Exercise requirements: Please give the listing again, word for word, with nothing left out.

Point annotation dataset records:
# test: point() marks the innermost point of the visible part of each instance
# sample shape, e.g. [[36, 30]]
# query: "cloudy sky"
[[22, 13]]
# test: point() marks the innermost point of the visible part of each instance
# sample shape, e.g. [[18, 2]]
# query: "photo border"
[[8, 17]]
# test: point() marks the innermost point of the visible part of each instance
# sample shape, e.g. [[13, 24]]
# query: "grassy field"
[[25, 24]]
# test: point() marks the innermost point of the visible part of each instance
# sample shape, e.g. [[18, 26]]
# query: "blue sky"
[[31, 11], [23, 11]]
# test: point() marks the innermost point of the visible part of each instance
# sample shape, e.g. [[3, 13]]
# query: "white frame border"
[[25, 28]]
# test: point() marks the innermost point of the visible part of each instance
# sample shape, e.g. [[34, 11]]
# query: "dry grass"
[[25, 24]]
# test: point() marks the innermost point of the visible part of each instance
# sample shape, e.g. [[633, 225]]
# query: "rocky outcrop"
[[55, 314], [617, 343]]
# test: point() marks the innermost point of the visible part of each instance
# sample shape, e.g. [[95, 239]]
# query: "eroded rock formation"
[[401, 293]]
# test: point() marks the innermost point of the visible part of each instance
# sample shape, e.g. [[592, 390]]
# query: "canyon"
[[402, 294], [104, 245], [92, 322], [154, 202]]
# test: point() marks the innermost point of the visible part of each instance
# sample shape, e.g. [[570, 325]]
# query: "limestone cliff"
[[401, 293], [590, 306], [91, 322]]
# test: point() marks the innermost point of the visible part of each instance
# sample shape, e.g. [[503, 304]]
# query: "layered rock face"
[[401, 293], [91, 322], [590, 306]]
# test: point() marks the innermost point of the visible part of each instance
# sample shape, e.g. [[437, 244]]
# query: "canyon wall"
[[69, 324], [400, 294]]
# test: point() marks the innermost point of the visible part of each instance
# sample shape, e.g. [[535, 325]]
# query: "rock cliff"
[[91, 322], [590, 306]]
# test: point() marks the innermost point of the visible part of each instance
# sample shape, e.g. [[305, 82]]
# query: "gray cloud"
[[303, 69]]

The result:
# test: point() marks the innermost point of the visible part of each instance
# sample shape, e.g. [[36, 30]]
# query: "cloudy sky"
[[22, 13]]
# test: point() marks the innermost point of the visible part of each instance
# sample shape, e.g. [[18, 2]]
# query: "photo border"
[[8, 17]]
# test: point() marks the innermost point of the visible part of each instance
# sample shape, e.g. [[13, 24]]
# query: "grassy field"
[[25, 24]]
# test: point() marks the innermost point of the visible part of each instance
# sample shape, e.g. [[18, 26]]
# query: "blue sky"
[[31, 11], [23, 11]]
# test: point() marks the innermost point of the visible part of each instance
# sample shape, e.g. [[3, 13]]
# query: "white frame border"
[[25, 28]]
# test: point() marks the innermost point of the visible part of each instance
# sample shape, e.g. [[34, 11]]
# query: "dry grass"
[[25, 24]]
# test: point() marks the innermost point of the visible part of each instance
# sample shape, e.g. [[633, 225]]
# query: "rocky outcrop"
[[55, 314], [617, 343]]
# test: point() marks the innermost point of the visible part of each instance
# sample shape, e.g. [[95, 239]]
# query: "eroded rock formation"
[[401, 293]]
# test: point() marks the innermost point of the visible part of each instance
# sample shape, e.g. [[592, 390]]
# query: "canyon"
[[402, 294], [104, 245], [92, 322], [154, 202]]
# test: point() marks the innermost point of the visible part of each instance
# sample shape, e.g. [[570, 325]]
# query: "limestone cliff"
[[401, 293], [590, 306], [91, 322]]
# test: point() marks the innermost point of the visible part of each instance
# sample shape, e.g. [[503, 304]]
# query: "layered rock face"
[[401, 293], [91, 322], [590, 306]]
# test: point() marks the innermost point of the visible part of each instance
# sample shape, e.g. [[437, 244]]
# query: "canyon wall"
[[69, 324], [400, 294]]
# test: point() marks the innermost point of the visible part of each instance
# sample shape, e.g. [[535, 325]]
# query: "rock cliff"
[[91, 322], [590, 306]]
# test: point() marks the innermost point of the visible part of each instance
# sample shape, e.g. [[305, 82]]
# query: "gray cloud"
[[303, 69]]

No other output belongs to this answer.